**EXERCISE BRIEF:** Each line in the listing below that contains "cliff" should be returned.

**MATERIAL PROVIDED:**
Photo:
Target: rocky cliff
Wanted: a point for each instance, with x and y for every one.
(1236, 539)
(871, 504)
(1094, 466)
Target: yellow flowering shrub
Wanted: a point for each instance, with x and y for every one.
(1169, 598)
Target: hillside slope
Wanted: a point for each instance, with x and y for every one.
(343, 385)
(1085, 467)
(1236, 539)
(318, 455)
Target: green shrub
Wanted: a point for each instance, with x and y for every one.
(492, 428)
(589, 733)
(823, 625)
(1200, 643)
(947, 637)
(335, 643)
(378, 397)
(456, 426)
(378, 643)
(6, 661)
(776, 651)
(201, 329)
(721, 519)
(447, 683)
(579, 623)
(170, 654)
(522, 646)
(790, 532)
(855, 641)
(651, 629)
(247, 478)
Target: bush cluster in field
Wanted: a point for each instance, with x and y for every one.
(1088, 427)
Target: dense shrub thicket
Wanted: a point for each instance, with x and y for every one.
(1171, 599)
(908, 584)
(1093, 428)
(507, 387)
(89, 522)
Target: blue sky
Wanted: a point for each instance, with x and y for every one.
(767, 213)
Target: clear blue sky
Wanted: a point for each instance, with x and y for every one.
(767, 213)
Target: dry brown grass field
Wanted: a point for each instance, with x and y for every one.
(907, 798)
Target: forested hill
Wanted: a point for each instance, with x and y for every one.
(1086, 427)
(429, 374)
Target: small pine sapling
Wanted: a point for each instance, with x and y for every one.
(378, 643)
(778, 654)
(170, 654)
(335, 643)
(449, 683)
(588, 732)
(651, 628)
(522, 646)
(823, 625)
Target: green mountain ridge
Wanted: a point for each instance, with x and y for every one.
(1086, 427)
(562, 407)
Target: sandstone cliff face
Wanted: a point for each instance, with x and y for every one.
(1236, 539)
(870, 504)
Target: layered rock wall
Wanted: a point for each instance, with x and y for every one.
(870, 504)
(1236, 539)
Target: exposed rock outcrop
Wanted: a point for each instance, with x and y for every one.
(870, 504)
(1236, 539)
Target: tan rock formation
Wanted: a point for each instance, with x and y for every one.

**ANSWER TO THIS PROBLEM:**
Target: rocky cliff
Target: sandstone cliff face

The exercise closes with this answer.